### TASK ITEM:
Retype exactly the lines below, beginning with the first and ending with the line where "Question: Can you give the bounding box of the tree" appears.

[Stored data entries]
──────
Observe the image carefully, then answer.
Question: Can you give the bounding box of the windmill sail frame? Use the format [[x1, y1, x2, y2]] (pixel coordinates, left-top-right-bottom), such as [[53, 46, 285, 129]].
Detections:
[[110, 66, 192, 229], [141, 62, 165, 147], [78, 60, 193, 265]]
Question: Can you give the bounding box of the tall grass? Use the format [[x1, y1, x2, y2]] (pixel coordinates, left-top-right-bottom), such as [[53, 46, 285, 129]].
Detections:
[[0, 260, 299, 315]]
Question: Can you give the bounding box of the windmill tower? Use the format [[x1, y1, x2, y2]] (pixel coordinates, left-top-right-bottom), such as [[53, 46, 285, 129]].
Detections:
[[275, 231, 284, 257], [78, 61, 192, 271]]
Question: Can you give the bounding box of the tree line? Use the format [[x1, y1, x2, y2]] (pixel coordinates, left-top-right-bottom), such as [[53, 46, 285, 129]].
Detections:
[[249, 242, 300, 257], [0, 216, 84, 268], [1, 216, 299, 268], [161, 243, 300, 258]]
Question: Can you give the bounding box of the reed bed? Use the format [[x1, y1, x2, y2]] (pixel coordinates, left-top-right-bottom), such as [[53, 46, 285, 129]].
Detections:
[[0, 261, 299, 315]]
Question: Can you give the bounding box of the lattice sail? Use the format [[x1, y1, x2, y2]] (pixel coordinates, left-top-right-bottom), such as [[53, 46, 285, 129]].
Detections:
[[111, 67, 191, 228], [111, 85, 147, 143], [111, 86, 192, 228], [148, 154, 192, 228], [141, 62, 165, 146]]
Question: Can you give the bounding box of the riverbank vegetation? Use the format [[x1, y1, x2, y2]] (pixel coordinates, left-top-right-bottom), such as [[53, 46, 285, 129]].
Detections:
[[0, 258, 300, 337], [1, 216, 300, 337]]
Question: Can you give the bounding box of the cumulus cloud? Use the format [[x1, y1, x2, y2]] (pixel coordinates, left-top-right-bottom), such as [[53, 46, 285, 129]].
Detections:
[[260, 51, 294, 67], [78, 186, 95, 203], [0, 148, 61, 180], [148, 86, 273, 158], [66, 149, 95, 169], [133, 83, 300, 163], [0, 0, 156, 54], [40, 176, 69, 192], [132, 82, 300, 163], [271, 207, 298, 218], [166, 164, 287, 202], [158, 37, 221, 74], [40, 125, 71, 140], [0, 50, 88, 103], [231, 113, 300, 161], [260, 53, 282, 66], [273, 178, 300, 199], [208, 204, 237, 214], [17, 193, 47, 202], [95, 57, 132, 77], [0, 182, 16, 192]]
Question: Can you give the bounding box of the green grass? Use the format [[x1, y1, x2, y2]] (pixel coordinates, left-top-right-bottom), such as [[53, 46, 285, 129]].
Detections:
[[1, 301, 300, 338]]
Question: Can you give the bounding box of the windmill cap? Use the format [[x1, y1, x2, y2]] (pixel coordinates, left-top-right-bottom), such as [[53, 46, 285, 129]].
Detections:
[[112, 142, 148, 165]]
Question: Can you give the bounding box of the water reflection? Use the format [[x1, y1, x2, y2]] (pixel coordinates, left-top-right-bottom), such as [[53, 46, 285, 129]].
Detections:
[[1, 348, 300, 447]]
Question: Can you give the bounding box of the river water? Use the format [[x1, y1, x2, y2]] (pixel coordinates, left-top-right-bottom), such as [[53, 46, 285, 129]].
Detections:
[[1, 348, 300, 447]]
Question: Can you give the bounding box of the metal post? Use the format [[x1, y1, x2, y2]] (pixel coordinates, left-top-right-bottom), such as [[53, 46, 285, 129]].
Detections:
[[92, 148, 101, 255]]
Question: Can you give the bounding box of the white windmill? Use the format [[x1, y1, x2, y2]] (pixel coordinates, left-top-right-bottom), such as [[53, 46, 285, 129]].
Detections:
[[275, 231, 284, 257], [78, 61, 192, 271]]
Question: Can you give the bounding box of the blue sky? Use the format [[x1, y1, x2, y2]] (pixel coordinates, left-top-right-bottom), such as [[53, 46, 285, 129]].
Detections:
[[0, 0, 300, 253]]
──────
### OUTPUT BELOW:
Observe the image carefully, then answer.
Question: Can you give the bounding box of the windmill sail frame? Use the format [[x1, y1, x2, y2]] (pixel coordinates, left-top-right-bottom), such as [[53, 46, 285, 129]].
Detections:
[[110, 66, 192, 229], [141, 62, 165, 147], [78, 60, 193, 265]]
Question: Can you give the bounding box of the tall grass? Use the format [[x1, y1, x2, y2]] (pixel coordinates, left-top-right-bottom), such as [[53, 46, 285, 129]].
Detections:
[[0, 260, 299, 315]]
Question: Can you give the bounding box of the windmill tower? Use the format [[x1, y1, x2, y2]] (pixel coordinates, left-top-right-bottom), such as [[53, 46, 285, 129]].
Detections:
[[275, 231, 284, 257], [78, 61, 192, 271]]
Question: Can you give the bounding box of the tree line? Use the format [[x1, y1, x2, y2]] (pixel coordinates, left-top-right-bottom), such as [[53, 46, 285, 129]].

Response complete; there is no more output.